▸ **TEXT BLOCK**:
━━━━
I am also using the analysis panel in the SOLR admin console. It shows this:
WT    CRD_PROD

WDF    CRD_PROD
    CRD
    PROD
    CRDPROD

SF    CRD_PROD
    CRD
    PROD
    CRDPROD

LCF    crd_prod
    crd
    prod
    crdprod

SKMF    crd_prod
    crd
    prod
    crdprod

RDTF    crd_prod
    crd
    prod
    crdprod


I am not sure if it is related or not but this index was created using a Java program using Lucene interface. It used StandardAnalyzer for writing and the field was configured as tokenized, indexed and stored.  Does this affect the SOLR configuration?
    
Can you please help me understand what I am missing and how I can debug it?

Thanks,
Yetkin 

Re: Searching for tokens does not return any results

Posted by Erick Erickson <er...@gmail.com>.
Glad to hear it!

You shouldn't really have to customize the analyzer to get it to
behave as it would if you just used Solr to ingest documents, just
chain things together. That's what Solr does after all. Of course you
may have special needs that are better served by more customization.
━━━━
Data excerpts:

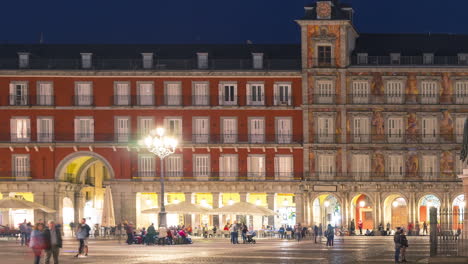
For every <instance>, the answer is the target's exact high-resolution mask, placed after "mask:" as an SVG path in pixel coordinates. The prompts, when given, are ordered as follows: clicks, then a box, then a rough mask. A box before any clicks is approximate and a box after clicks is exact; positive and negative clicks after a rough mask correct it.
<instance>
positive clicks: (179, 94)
mask: <svg viewBox="0 0 468 264" xmlns="http://www.w3.org/2000/svg"><path fill="white" fill-rule="evenodd" d="M165 85H166V105H181V104H182V88H181V83H180V82H168V83H166V84H165Z"/></svg>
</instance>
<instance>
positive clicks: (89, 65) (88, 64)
mask: <svg viewBox="0 0 468 264" xmlns="http://www.w3.org/2000/svg"><path fill="white" fill-rule="evenodd" d="M92 56H93V54H92V53H81V67H82V68H83V69H89V68H91V65H92Z"/></svg>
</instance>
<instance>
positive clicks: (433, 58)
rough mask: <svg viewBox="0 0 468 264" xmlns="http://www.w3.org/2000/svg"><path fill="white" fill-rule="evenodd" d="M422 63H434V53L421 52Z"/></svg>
mask: <svg viewBox="0 0 468 264" xmlns="http://www.w3.org/2000/svg"><path fill="white" fill-rule="evenodd" d="M423 64H434V54H433V53H424V54H423Z"/></svg>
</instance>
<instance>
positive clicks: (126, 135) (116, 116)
mask: <svg viewBox="0 0 468 264" xmlns="http://www.w3.org/2000/svg"><path fill="white" fill-rule="evenodd" d="M115 139H116V141H117V142H128V141H129V139H130V118H129V117H125V116H116V117H115Z"/></svg>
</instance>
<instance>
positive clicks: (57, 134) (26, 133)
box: [0, 132, 302, 144]
mask: <svg viewBox="0 0 468 264" xmlns="http://www.w3.org/2000/svg"><path fill="white" fill-rule="evenodd" d="M170 135H171V136H173V137H175V138H177V139H178V140H179V141H180V142H181V143H183V144H302V135H300V134H288V133H284V134H186V135H177V134H170ZM146 136H147V134H140V133H91V132H90V133H35V134H33V135H31V134H30V133H25V134H18V133H11V134H4V133H3V134H2V133H0V143H87V144H88V143H89V144H92V143H116V144H119V143H120V144H136V142H137V141H138V140H140V139H141V138H144V137H146Z"/></svg>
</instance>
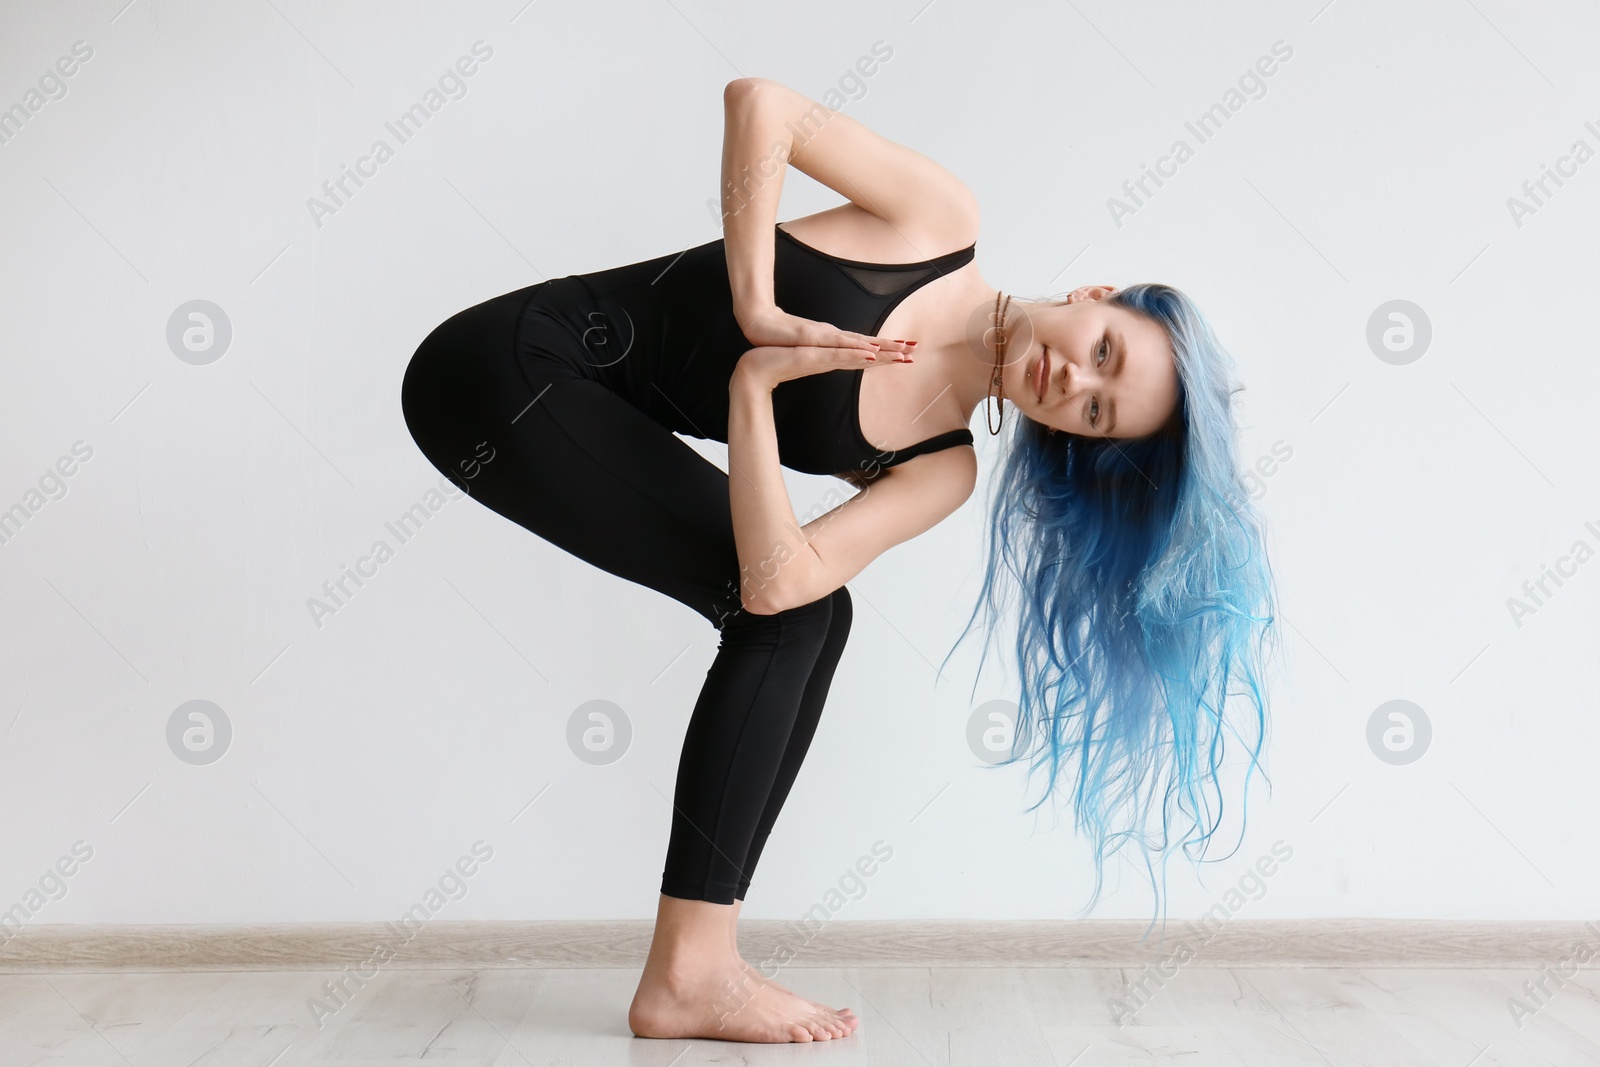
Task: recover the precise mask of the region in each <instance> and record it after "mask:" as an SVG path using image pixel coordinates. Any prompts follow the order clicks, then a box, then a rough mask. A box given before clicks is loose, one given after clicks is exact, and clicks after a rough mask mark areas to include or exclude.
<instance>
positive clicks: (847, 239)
mask: <svg viewBox="0 0 1600 1067" xmlns="http://www.w3.org/2000/svg"><path fill="white" fill-rule="evenodd" d="M781 229H784V230H786V232H787V234H789V235H790V237H794V238H797V240H800V242H802V243H805V245H810V246H811V248H816V250H818V251H822V253H827V254H829V256H837V258H840V259H856V261H859V262H882V264H894V262H920V261H923V259H936V258H939V256H944V254H949V253H952V251H960V250H963V248H968V246H970V245H976V243H978V211H976V206H974V210H973V213H971V216H970V218H968V216H966V214H963V213H941V214H938V216H930V218H926V219H922V221H918V222H917V224H915V226H906V224H901V226H896V224H893V222H890V221H886V219H883V218H880V216H877V214H874V213H872V211H867V210H866V208H861V206H858V205H854V203H842V205H838V206H835V208H827V210H826V211H818V213H814V214H806V216H802V218H798V219H789V221H786V222H782V224H781Z"/></svg>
━━━━
▸ **EXERCISE PROMPT**: Repeat the passage of the Solr forum thread starting with "Re: Searching for" and going on through "by more customization.".

▸ **ANSWER SECTION**:
Re: Searching for tokens does not return any results

Posted by Erick Erickson <er...@gmail.com>.
Glad to hear it!

You shouldn't really have to customize the analyzer to get it to
behave as it would if you just used Solr to ingest documents, just
chain things together. That's what Solr does after all. Of course you
may have special needs that are better served by more customization.